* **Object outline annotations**
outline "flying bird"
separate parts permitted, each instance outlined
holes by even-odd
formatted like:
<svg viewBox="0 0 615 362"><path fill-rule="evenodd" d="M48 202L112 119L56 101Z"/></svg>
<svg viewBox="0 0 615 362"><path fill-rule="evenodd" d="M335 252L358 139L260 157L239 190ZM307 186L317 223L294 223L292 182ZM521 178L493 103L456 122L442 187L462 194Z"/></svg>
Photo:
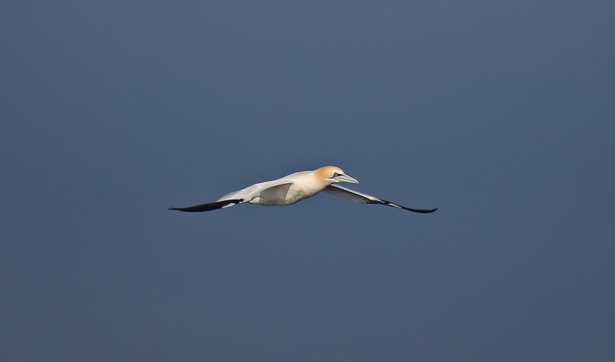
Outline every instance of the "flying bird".
<svg viewBox="0 0 615 362"><path fill-rule="evenodd" d="M438 209L406 207L337 185L339 182L359 183L359 181L346 175L339 167L324 166L312 171L291 174L272 181L255 183L239 191L225 195L215 203L188 207L170 207L169 209L200 212L230 207L245 203L263 206L287 206L311 198L321 191L360 204L386 205L413 212L429 214Z"/></svg>

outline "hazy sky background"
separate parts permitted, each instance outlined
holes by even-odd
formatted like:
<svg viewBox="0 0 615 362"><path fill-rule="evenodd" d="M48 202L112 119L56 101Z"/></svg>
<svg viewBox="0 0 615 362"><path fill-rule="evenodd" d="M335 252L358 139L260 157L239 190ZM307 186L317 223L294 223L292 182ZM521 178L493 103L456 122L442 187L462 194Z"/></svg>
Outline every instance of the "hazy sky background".
<svg viewBox="0 0 615 362"><path fill-rule="evenodd" d="M0 360L613 361L615 2L0 5ZM328 164L421 215L213 201Z"/></svg>

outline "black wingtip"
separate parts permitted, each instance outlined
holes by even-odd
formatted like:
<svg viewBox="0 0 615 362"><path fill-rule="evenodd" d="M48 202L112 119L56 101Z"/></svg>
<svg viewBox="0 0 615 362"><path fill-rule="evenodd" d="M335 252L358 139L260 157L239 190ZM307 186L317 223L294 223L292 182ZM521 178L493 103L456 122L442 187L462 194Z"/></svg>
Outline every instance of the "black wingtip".
<svg viewBox="0 0 615 362"><path fill-rule="evenodd" d="M412 211L413 212L418 212L419 214L431 214L432 212L435 212L435 211L438 209L437 207L430 210L425 210L424 209L411 209L410 207L405 207L403 206L402 208L404 210L408 210L408 211Z"/></svg>

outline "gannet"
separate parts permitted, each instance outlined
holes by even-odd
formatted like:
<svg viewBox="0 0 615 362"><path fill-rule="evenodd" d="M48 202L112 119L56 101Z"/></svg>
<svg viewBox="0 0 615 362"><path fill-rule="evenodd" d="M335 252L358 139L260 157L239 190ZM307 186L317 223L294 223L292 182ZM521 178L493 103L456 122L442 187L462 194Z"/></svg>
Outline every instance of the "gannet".
<svg viewBox="0 0 615 362"><path fill-rule="evenodd" d="M386 205L413 212L429 214L438 209L406 207L336 185L339 182L359 183L359 181L346 175L339 167L328 166L311 171L295 172L277 180L255 183L239 191L225 195L214 203L188 207L169 207L169 209L200 212L224 209L245 203L263 206L287 206L311 198L321 191L360 204Z"/></svg>

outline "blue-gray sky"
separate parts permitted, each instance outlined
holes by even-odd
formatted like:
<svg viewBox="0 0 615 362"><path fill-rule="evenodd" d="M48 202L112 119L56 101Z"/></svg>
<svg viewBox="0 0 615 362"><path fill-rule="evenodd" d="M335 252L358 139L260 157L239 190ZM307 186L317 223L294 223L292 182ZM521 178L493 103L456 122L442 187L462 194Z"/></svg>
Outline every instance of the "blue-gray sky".
<svg viewBox="0 0 615 362"><path fill-rule="evenodd" d="M612 361L615 5L462 2L4 2L0 359Z"/></svg>

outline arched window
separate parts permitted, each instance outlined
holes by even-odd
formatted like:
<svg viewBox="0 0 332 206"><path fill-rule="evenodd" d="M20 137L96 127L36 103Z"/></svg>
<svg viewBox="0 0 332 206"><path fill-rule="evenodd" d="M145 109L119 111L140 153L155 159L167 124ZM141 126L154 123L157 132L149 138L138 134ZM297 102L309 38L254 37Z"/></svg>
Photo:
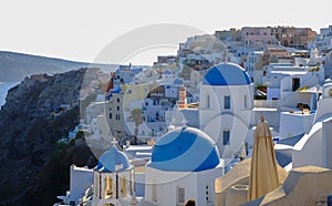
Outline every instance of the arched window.
<svg viewBox="0 0 332 206"><path fill-rule="evenodd" d="M186 194L185 194L185 187L177 186L176 188L176 205L183 206L185 204Z"/></svg>
<svg viewBox="0 0 332 206"><path fill-rule="evenodd" d="M153 181L153 184L152 184L152 200L157 203L157 183L156 183L156 181Z"/></svg>
<svg viewBox="0 0 332 206"><path fill-rule="evenodd" d="M127 184L125 177L121 177L121 196L122 197L127 196Z"/></svg>
<svg viewBox="0 0 332 206"><path fill-rule="evenodd" d="M222 145L229 145L230 131L229 128L224 128L222 131Z"/></svg>
<svg viewBox="0 0 332 206"><path fill-rule="evenodd" d="M105 199L113 198L113 179L112 177L105 177Z"/></svg>
<svg viewBox="0 0 332 206"><path fill-rule="evenodd" d="M245 109L248 109L248 96L245 94L243 96Z"/></svg>
<svg viewBox="0 0 332 206"><path fill-rule="evenodd" d="M224 109L230 109L230 96L224 96Z"/></svg>

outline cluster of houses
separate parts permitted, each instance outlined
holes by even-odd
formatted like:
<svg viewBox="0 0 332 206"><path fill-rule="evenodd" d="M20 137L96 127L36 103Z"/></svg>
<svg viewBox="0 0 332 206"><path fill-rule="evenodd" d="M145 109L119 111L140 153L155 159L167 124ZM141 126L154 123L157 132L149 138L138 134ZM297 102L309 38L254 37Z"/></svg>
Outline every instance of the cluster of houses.
<svg viewBox="0 0 332 206"><path fill-rule="evenodd" d="M250 157L261 115L286 171L332 169L331 39L332 27L230 29L151 68L120 66L82 120L106 152L94 168L71 166L63 204L215 205L216 179Z"/></svg>

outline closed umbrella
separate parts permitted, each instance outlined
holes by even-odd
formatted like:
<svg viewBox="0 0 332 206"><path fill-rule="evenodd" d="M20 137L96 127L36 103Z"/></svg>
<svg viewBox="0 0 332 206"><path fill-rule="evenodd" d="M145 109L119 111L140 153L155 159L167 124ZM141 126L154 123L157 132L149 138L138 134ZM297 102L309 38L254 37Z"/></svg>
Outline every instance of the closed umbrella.
<svg viewBox="0 0 332 206"><path fill-rule="evenodd" d="M279 187L272 135L263 116L257 124L253 138L248 200L257 199Z"/></svg>

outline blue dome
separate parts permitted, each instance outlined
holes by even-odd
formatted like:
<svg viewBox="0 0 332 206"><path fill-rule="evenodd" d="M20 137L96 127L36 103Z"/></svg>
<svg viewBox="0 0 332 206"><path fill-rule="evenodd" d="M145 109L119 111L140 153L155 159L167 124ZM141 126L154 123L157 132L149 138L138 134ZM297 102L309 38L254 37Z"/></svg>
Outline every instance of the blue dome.
<svg viewBox="0 0 332 206"><path fill-rule="evenodd" d="M172 172L200 172L220 163L214 141L204 132L184 127L165 134L153 148L149 167Z"/></svg>
<svg viewBox="0 0 332 206"><path fill-rule="evenodd" d="M211 68L203 80L205 85L248 85L248 73L238 64L221 63Z"/></svg>
<svg viewBox="0 0 332 206"><path fill-rule="evenodd" d="M183 85L183 84L184 84L184 81L181 79L177 78L173 81L173 85Z"/></svg>
<svg viewBox="0 0 332 206"><path fill-rule="evenodd" d="M166 71L164 72L164 74L172 74L172 72L170 72L169 70L166 70Z"/></svg>
<svg viewBox="0 0 332 206"><path fill-rule="evenodd" d="M95 171L107 173L125 171L128 167L128 157L123 152L120 152L115 146L112 146L110 151L104 152L104 154L100 157Z"/></svg>

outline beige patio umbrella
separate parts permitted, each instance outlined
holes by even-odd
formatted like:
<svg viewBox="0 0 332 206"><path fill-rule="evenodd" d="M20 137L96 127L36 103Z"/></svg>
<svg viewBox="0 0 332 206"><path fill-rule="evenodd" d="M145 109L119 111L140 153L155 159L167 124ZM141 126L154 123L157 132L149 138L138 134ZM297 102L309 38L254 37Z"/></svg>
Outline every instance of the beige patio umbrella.
<svg viewBox="0 0 332 206"><path fill-rule="evenodd" d="M248 200L253 200L279 187L272 135L263 116L257 124L253 138Z"/></svg>

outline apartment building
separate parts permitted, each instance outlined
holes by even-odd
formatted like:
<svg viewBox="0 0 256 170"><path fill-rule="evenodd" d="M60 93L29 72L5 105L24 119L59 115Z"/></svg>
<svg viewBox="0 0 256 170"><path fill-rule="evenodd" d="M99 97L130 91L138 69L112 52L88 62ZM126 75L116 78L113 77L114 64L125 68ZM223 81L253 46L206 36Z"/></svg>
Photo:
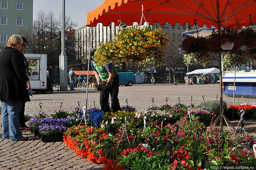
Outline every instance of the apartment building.
<svg viewBox="0 0 256 170"><path fill-rule="evenodd" d="M33 0L1 1L0 49L14 34L32 34Z"/></svg>

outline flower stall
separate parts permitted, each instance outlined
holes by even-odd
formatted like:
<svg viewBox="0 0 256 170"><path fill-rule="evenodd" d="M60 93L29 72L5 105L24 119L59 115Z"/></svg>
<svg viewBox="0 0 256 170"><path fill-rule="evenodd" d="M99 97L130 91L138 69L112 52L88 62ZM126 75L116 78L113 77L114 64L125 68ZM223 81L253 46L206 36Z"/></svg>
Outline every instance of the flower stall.
<svg viewBox="0 0 256 170"><path fill-rule="evenodd" d="M224 102L223 105L226 108ZM187 106L181 103L138 111L127 106L117 113L104 113L101 128L69 128L64 140L78 155L105 164L103 169L202 170L228 164L255 165L252 147L256 137L233 136L216 127L207 128L197 117L211 118L219 105L219 102L212 101L192 105L191 120L184 116ZM175 118L176 122L171 123Z"/></svg>

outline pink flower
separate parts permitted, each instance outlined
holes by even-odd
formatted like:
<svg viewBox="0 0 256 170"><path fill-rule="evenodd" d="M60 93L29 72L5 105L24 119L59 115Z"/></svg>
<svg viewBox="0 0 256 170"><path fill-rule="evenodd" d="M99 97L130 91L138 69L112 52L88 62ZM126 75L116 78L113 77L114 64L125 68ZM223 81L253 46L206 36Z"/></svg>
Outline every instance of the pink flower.
<svg viewBox="0 0 256 170"><path fill-rule="evenodd" d="M114 121L114 119L116 119L116 118L114 117L112 118L112 120L111 121L111 123L112 124L114 124L115 123L115 121Z"/></svg>

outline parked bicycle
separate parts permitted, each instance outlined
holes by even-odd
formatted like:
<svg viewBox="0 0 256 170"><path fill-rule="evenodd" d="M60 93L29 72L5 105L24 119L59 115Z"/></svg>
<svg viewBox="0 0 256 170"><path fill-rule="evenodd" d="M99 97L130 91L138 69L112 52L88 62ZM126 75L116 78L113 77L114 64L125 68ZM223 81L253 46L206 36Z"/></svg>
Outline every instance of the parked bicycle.
<svg viewBox="0 0 256 170"><path fill-rule="evenodd" d="M79 88L81 87L83 88L85 88L86 87L86 83L85 82L85 80L83 81L83 82L81 83L80 81L78 81L77 84L77 87L78 88Z"/></svg>

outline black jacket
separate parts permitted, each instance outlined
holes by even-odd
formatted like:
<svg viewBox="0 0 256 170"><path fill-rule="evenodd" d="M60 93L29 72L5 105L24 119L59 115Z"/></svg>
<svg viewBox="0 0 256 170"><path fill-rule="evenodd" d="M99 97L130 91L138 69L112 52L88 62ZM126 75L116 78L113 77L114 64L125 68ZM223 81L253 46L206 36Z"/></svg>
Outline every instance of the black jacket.
<svg viewBox="0 0 256 170"><path fill-rule="evenodd" d="M30 101L26 82L29 80L19 51L7 46L0 52L0 100Z"/></svg>

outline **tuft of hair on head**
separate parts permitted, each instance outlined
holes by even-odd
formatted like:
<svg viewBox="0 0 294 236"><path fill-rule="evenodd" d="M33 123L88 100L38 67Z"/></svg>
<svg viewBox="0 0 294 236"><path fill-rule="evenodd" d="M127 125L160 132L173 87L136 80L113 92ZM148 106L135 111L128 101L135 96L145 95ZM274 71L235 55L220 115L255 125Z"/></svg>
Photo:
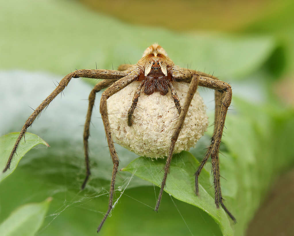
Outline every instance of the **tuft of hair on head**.
<svg viewBox="0 0 294 236"><path fill-rule="evenodd" d="M156 43L153 44L146 49L143 53L143 57L151 53L154 54L160 54L167 56L167 54L165 51L165 50L163 49L162 47Z"/></svg>

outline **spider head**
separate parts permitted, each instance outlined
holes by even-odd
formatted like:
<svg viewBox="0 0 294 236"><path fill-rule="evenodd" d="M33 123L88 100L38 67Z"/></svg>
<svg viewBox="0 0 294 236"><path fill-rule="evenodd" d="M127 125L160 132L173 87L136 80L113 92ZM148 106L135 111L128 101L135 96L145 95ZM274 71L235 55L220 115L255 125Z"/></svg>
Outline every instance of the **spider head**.
<svg viewBox="0 0 294 236"><path fill-rule="evenodd" d="M142 68L145 76L167 76L169 68L173 63L168 56L165 50L157 44L147 48L138 64Z"/></svg>

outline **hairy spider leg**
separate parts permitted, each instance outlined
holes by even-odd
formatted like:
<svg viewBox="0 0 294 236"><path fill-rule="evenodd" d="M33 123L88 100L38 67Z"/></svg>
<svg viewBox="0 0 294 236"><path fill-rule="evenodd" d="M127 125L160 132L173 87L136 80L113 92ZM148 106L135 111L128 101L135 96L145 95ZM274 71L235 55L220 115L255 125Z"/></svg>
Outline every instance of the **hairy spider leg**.
<svg viewBox="0 0 294 236"><path fill-rule="evenodd" d="M115 82L117 80L106 79L102 80L97 83L92 89L89 95L89 105L88 106L88 111L87 112L87 116L86 121L85 122L84 127L84 134L83 140L84 142L84 151L85 152L85 161L86 165L86 177L85 180L82 185L81 189L83 189L86 185L89 177L91 174L90 171L90 163L89 160L88 146L88 139L90 135L90 122L91 121L91 116L92 115L93 107L94 107L96 94L101 89L108 87L111 84Z"/></svg>
<svg viewBox="0 0 294 236"><path fill-rule="evenodd" d="M182 111L182 108L181 107L181 105L180 104L180 99L179 99L179 97L178 97L177 92L176 92L176 89L173 87L173 83L171 82L170 80L168 80L167 83L170 89L171 89L171 97L173 100L175 105L176 106L177 109L178 110L178 112L179 114L181 114L181 112Z"/></svg>
<svg viewBox="0 0 294 236"><path fill-rule="evenodd" d="M108 119L108 114L107 112L107 100L111 96L132 82L135 81L139 76L139 71L138 68L137 69L133 70L128 75L118 80L111 85L103 92L101 96L100 103L100 112L101 114L101 117L103 122L103 124L104 125L105 133L109 147L109 152L110 152L110 155L111 156L113 165L111 177L111 183L110 185L110 190L109 191L108 209L101 223L98 227L97 229L97 232L100 231L106 218L112 209L112 200L114 190L114 184L119 163L118 157L115 151L110 131L110 126Z"/></svg>
<svg viewBox="0 0 294 236"><path fill-rule="evenodd" d="M139 85L135 92L135 94L134 94L132 105L131 105L128 111L128 125L129 126L131 126L133 123L133 114L134 113L134 111L135 111L135 109L137 106L137 104L138 103L138 100L141 93L141 90L142 89L142 87L143 87L145 82L145 80L143 79L139 84Z"/></svg>
<svg viewBox="0 0 294 236"><path fill-rule="evenodd" d="M180 73L175 73L176 81L189 83L193 71L183 69ZM195 174L195 188L196 193L198 194L198 177L203 167L209 157L211 157L212 172L213 175L213 185L215 192L215 202L217 207L219 205L223 207L228 215L235 222L236 219L223 204L220 184L220 173L218 150L222 136L225 126L225 121L228 107L232 100L232 88L225 82L218 80L214 77L207 77L209 75L198 72L201 76L199 81L199 86L214 89L216 110L215 118L215 127L212 138L211 143L207 152Z"/></svg>
<svg viewBox="0 0 294 236"><path fill-rule="evenodd" d="M36 118L40 115L42 111L49 105L52 100L65 88L72 78L84 77L91 79L118 79L125 76L126 75L125 72L118 71L89 69L78 70L65 76L60 81L56 88L54 89L46 99L35 109L34 112L26 122L14 144L7 163L3 172L5 172L9 168L11 162L16 152L16 149L19 144L19 142L23 137L24 137L27 128L32 125Z"/></svg>
<svg viewBox="0 0 294 236"><path fill-rule="evenodd" d="M169 172L171 161L171 158L173 152L175 144L178 139L180 132L182 129L182 127L183 127L186 115L187 114L189 107L190 106L190 104L191 103L191 101L192 101L193 97L194 96L194 94L197 89L197 87L200 77L200 76L198 74L193 74L192 75L192 80L191 81L190 86L188 89L187 97L186 97L185 103L184 104L183 108L177 121L176 124L176 129L171 137L171 143L168 151L168 155L166 159L166 162L164 167L164 174L163 175L162 182L161 182L160 192L159 192L159 194L157 199L157 201L156 203L156 206L155 206L155 210L156 211L158 210L159 206L159 204L160 203L160 200L162 195L163 189L165 186L167 174Z"/></svg>

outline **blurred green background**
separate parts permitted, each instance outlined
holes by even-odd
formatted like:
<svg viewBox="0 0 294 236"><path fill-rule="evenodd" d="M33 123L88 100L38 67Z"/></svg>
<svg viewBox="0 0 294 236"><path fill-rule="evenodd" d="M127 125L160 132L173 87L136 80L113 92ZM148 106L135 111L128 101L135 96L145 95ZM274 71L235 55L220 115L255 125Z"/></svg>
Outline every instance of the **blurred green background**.
<svg viewBox="0 0 294 236"><path fill-rule="evenodd" d="M156 185L120 171L116 198L121 196L121 188L125 190L100 233L290 235L294 231L292 2L2 3L0 134L20 130L32 112L29 106L36 107L55 88L54 83L71 71L95 69L96 63L99 69L113 67L115 69L121 64L135 64L146 47L157 42L176 64L213 72L233 88L220 168L225 203L238 223L214 218L208 205L198 207L184 202L184 191L177 198L180 200L165 193L156 213L152 209L159 192ZM1 222L24 204L42 202L46 207L42 205L45 212L39 218L44 221L35 227L36 235L96 235L107 209L112 168L98 118L99 96L90 140L92 175L85 190L80 191L79 187L84 176L82 134L87 99L96 82L72 80L64 90L65 96L56 98L28 129L51 147L33 149L15 171L1 182ZM213 92L200 92L212 124ZM211 130L190 150L198 161L209 145ZM4 144L3 140L7 140L3 138L0 144L1 163L6 161L6 150L10 148ZM121 168L138 157L123 148L117 148ZM175 159L188 158L187 154L181 155ZM211 195L210 171L208 163L201 177ZM281 175L284 177L278 180ZM46 212L49 203L43 201L50 196L53 199ZM0 230L7 230L7 235L32 235L32 230L26 234L19 229L16 222L21 221L16 217L9 227L13 230L10 234L3 223ZM35 220L26 224L27 227L37 225Z"/></svg>

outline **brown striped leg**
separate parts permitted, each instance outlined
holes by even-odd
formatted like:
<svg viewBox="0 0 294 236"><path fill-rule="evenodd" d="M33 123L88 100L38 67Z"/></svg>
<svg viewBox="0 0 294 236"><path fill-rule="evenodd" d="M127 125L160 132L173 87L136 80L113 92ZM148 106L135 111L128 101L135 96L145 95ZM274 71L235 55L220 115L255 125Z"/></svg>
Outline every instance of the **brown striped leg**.
<svg viewBox="0 0 294 236"><path fill-rule="evenodd" d="M34 110L25 123L19 135L14 144L11 153L3 172L5 172L9 169L12 158L16 152L16 149L21 140L24 137L28 128L33 124L35 119L38 117L43 110L66 87L72 78L79 77L101 79L118 79L125 76L126 73L123 72L109 70L78 70L66 76L59 82L58 86L44 100L43 102Z"/></svg>
<svg viewBox="0 0 294 236"><path fill-rule="evenodd" d="M131 65L130 64L123 64L119 65L117 69L121 71L123 71L129 69L131 67L135 67L136 66L136 65Z"/></svg>
<svg viewBox="0 0 294 236"><path fill-rule="evenodd" d="M181 106L180 104L180 99L179 99L178 97L178 94L177 94L177 92L176 92L176 89L173 87L173 83L169 80L167 81L168 84L168 87L171 89L171 97L173 99L173 102L175 103L175 105L176 107L178 110L178 112L179 113L179 114L181 114L181 112L182 111L182 108L181 108Z"/></svg>
<svg viewBox="0 0 294 236"><path fill-rule="evenodd" d="M131 83L134 81L138 75L138 69L135 71L134 70L130 73L128 75L118 80L112 84L103 92L101 96L101 99L100 103L100 112L101 114L101 117L102 118L103 124L104 125L105 134L106 134L107 142L108 143L110 155L111 156L112 162L113 163L113 169L112 171L110 190L109 191L108 209L98 227L97 229L97 232L98 232L100 231L103 224L106 220L106 218L112 209L112 200L113 198L113 194L114 191L114 183L119 162L118 157L116 152L115 151L113 141L111 137L110 126L108 119L107 100L111 96L117 92L121 89L129 84Z"/></svg>
<svg viewBox="0 0 294 236"><path fill-rule="evenodd" d="M171 143L168 152L168 154L166 159L166 163L164 167L164 174L163 175L162 182L161 182L161 188L160 189L160 192L159 192L156 206L155 207L155 210L156 211L157 211L158 210L158 208L159 207L159 203L160 202L160 200L162 195L163 189L165 186L167 174L169 172L171 161L171 157L173 153L173 152L175 144L178 139L180 132L182 129L182 127L183 127L185 117L186 117L187 112L188 112L190 104L191 103L191 101L192 101L193 97L194 96L194 94L197 89L197 87L200 76L199 74L193 74L192 75L192 80L191 81L190 86L188 90L187 97L186 97L185 103L184 104L182 112L181 112L181 114L178 119L176 124L176 129L171 137Z"/></svg>
<svg viewBox="0 0 294 236"><path fill-rule="evenodd" d="M214 142L215 139L215 135L216 132L216 128L217 127L217 124L218 123L219 119L220 112L220 106L221 104L222 101L223 99L223 97L225 95L225 93L223 91L220 92L218 90L215 90L214 94L215 102L215 110L214 116L214 130L213 132L213 134L211 137L211 144L209 146L207 150L205 156L201 162L200 164L198 167L197 170L195 173L195 186L196 190L196 194L198 195L199 195L199 189L198 187L198 177L200 174L200 172L202 168L205 165L206 162L209 158L211 155L211 151L212 145Z"/></svg>
<svg viewBox="0 0 294 236"><path fill-rule="evenodd" d="M91 121L91 116L92 115L92 111L94 106L96 97L96 94L101 89L108 87L110 84L115 82L114 79L108 79L102 80L95 85L94 88L91 91L89 95L89 105L88 106L88 110L87 112L86 121L85 122L84 127L83 142L84 151L85 152L85 160L86 164L86 177L85 180L82 185L81 189L83 189L86 186L87 182L88 181L91 172L90 172L90 163L89 161L88 148L88 139L90 135L90 122Z"/></svg>
<svg viewBox="0 0 294 236"><path fill-rule="evenodd" d="M137 88L136 92L135 92L135 94L134 94L134 97L133 98L133 102L132 103L132 105L128 112L128 125L129 126L131 126L133 122L133 114L135 111L135 109L137 106L137 104L138 103L138 100L141 93L141 90L142 89L143 85L144 85L145 82L145 80L144 79L142 80Z"/></svg>
<svg viewBox="0 0 294 236"><path fill-rule="evenodd" d="M176 68L174 77L175 81L178 82L189 83L191 80L191 75L193 71L181 70ZM220 186L220 173L218 150L225 125L225 121L228 108L232 100L232 88L225 82L218 80L216 77L199 72L201 75L199 85L216 90L216 115L215 128L212 139L211 144L207 153L195 174L195 184L196 192L198 192L198 176L209 156L211 157L212 172L213 174L213 184L215 191L215 202L217 207L219 204L223 207L228 215L234 222L236 219L225 207L223 202Z"/></svg>

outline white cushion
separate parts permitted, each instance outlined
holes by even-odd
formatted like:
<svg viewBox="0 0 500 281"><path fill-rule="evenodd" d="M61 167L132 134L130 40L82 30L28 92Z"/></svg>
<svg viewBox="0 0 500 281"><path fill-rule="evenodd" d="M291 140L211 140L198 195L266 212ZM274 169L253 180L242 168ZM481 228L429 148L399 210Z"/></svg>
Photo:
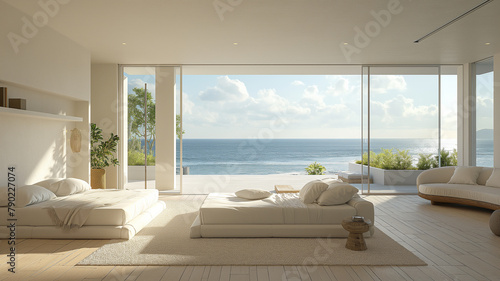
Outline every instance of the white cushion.
<svg viewBox="0 0 500 281"><path fill-rule="evenodd" d="M486 181L486 186L500 187L500 169L494 169L490 178Z"/></svg>
<svg viewBox="0 0 500 281"><path fill-rule="evenodd" d="M56 183L58 181L61 181L63 180L63 178L53 178L53 179L47 179L47 180L43 180L43 181L39 181L39 182L36 182L34 183L33 185L38 185L38 186L41 186L41 187L45 187L46 189L56 193L57 190L52 190L51 189L51 185L53 183Z"/></svg>
<svg viewBox="0 0 500 281"><path fill-rule="evenodd" d="M456 167L448 183L477 184L481 170L481 167Z"/></svg>
<svg viewBox="0 0 500 281"><path fill-rule="evenodd" d="M22 208L32 204L56 198L56 195L38 185L26 185L16 189L16 207Z"/></svg>
<svg viewBox="0 0 500 281"><path fill-rule="evenodd" d="M426 183L421 184L418 191L428 195L464 198L500 205L497 187L476 185L471 188L469 184Z"/></svg>
<svg viewBox="0 0 500 281"><path fill-rule="evenodd" d="M350 184L331 183L319 196L318 204L321 206L342 205L349 202L358 191Z"/></svg>
<svg viewBox="0 0 500 281"><path fill-rule="evenodd" d="M328 188L328 185L333 182L342 182L341 180L325 179L313 180L304 185L299 192L300 201L304 204L312 204L316 202L318 197Z"/></svg>
<svg viewBox="0 0 500 281"><path fill-rule="evenodd" d="M0 207L5 207L9 204L9 193L7 187L0 187Z"/></svg>
<svg viewBox="0 0 500 281"><path fill-rule="evenodd" d="M68 196L71 194L85 192L90 190L90 185L83 180L67 178L58 182L52 183L49 188L57 196Z"/></svg>
<svg viewBox="0 0 500 281"><path fill-rule="evenodd" d="M240 198L250 199L250 200L264 199L271 196L271 192L260 189L242 189L236 191L235 194Z"/></svg>

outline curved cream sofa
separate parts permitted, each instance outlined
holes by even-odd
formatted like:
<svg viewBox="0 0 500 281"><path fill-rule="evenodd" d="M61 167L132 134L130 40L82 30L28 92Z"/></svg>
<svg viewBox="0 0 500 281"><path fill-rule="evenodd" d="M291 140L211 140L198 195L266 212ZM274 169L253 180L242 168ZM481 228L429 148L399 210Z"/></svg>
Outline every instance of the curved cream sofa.
<svg viewBox="0 0 500 281"><path fill-rule="evenodd" d="M482 168L477 185L449 184L455 167L434 168L417 178L418 195L436 203L457 203L491 210L500 209L500 188L485 186L493 168Z"/></svg>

* **Task statement**
Switch "white cushion" to "pale cushion" in the lines from the one with "outline white cushion" to the one with "198L250 199L250 200L264", and reproduce those lines with nothing else altered. Leave the pictures out.

* **Solution below**
outline pale cushion
separate parts permitted, each instance outlined
holes by even-odd
formatted like:
<svg viewBox="0 0 500 281"><path fill-rule="evenodd" d="M61 167L132 134L130 40L82 30L28 92Z"/></svg>
<svg viewBox="0 0 500 281"><path fill-rule="evenodd" d="M291 140L211 140L198 195L266 212ZM274 169L253 180L242 168ZM481 228L429 148L399 210Z"/></svg>
Photo:
Outline every instance of the pale cushion.
<svg viewBox="0 0 500 281"><path fill-rule="evenodd" d="M486 181L486 186L500 187L500 169L494 169L490 178Z"/></svg>
<svg viewBox="0 0 500 281"><path fill-rule="evenodd" d="M56 183L58 181L61 181L63 180L63 178L53 178L53 179L47 179L47 180L43 180L43 181L39 181L39 182L36 182L34 183L33 185L38 185L38 186L41 186L41 187L45 187L46 189L56 193L57 190L52 190L51 189L51 185L53 183Z"/></svg>
<svg viewBox="0 0 500 281"><path fill-rule="evenodd" d="M456 167L448 183L477 184L481 170L481 167Z"/></svg>
<svg viewBox="0 0 500 281"><path fill-rule="evenodd" d="M22 208L32 204L56 198L56 195L38 185L26 185L16 189L16 207Z"/></svg>
<svg viewBox="0 0 500 281"><path fill-rule="evenodd" d="M426 183L421 184L418 191L428 195L464 198L500 205L497 187L476 185L471 188L469 184Z"/></svg>
<svg viewBox="0 0 500 281"><path fill-rule="evenodd" d="M350 184L331 183L319 196L318 204L321 206L342 205L349 202L358 191Z"/></svg>
<svg viewBox="0 0 500 281"><path fill-rule="evenodd" d="M328 188L328 185L333 182L342 182L341 180L325 179L313 180L304 185L299 192L300 201L304 204L312 204L316 202L318 197Z"/></svg>
<svg viewBox="0 0 500 281"><path fill-rule="evenodd" d="M0 207L5 207L9 204L9 193L7 187L0 187Z"/></svg>
<svg viewBox="0 0 500 281"><path fill-rule="evenodd" d="M68 196L71 194L85 192L90 190L90 185L83 180L67 178L58 182L52 183L49 188L57 196Z"/></svg>
<svg viewBox="0 0 500 281"><path fill-rule="evenodd" d="M240 198L250 199L250 200L264 199L271 196L271 192L260 189L242 189L236 191L235 194Z"/></svg>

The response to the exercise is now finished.